Rewrite the stretch of the listing from the line containing "lidded silver dish in this photo." through the end of the listing, replacing "put one marker" with "place a single marker" and leaving everything else unchanged.

### Data shown ###

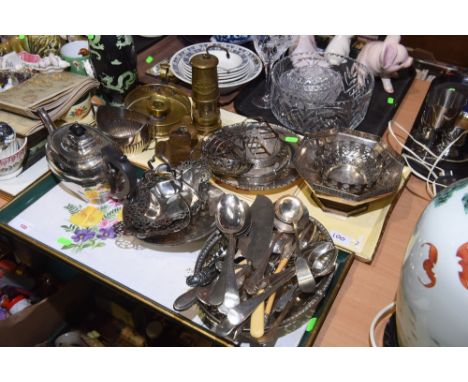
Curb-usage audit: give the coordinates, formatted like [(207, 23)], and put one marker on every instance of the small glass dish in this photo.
[(311, 92)]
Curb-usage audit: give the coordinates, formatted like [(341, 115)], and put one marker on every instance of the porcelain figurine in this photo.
[(384, 58), (114, 62), (340, 44)]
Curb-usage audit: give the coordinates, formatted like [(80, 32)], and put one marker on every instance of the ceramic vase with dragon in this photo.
[(114, 62), (432, 300)]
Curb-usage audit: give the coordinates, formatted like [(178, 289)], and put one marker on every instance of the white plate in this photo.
[(181, 58), (234, 78)]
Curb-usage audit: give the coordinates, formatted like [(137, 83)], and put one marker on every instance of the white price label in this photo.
[(22, 225), (346, 241)]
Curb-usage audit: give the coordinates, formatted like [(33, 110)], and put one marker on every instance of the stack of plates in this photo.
[(241, 67)]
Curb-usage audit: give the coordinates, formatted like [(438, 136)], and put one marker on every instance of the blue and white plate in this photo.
[(233, 39)]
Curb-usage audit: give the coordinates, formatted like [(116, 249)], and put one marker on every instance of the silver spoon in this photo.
[(290, 210), (270, 338), (242, 311), (231, 217)]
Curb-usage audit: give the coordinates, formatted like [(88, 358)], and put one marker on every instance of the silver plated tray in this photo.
[(264, 172)]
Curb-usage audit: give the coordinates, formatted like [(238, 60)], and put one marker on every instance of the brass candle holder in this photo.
[(205, 91)]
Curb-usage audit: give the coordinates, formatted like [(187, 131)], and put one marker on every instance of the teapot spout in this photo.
[(45, 118)]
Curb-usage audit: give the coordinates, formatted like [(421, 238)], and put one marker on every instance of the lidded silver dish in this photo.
[(166, 199)]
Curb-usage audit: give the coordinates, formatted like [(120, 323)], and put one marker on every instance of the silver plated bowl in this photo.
[(251, 156), (349, 165)]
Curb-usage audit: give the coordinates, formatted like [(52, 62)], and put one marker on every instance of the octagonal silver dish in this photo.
[(351, 166)]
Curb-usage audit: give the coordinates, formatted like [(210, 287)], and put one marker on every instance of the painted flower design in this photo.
[(91, 226), (82, 235), (106, 233), (106, 223), (87, 217)]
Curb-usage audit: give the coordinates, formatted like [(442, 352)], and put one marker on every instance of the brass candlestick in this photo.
[(205, 92)]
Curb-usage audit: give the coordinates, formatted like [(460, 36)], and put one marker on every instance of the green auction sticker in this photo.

###

■ Exercise response ■
Curb-usage audit: give the coordinates, formatted like [(421, 238)], and place a single marker on every instance of the lidded silver dish in this photo.
[(166, 199)]
Curb-usage audit: give the coordinates, formatted like [(120, 323)], and place a single marker on every instance of the silver plated bowl in this photo.
[(251, 156), (349, 165)]
Curb-usage audit: give the coordinates, formatted like [(52, 62)], and place a single marker on every instance of the octagonal silver dish in this photo.
[(351, 166)]
Curb-usage audit: give the coordinates, formatted like [(210, 287)], and place a single marker on every instance of the painted flower design in this photo.
[(91, 226), (82, 235), (106, 233), (106, 223), (87, 217)]
Curb-usage audit: give the coordinates, formatted like [(442, 352)], and place a single marker on every instance of the brass candlestick in this photo.
[(205, 92)]
Curb-usage audit: give the coordinates, formatted like [(460, 36)], and place a single marker on every instance of the green auction sticker in this photo.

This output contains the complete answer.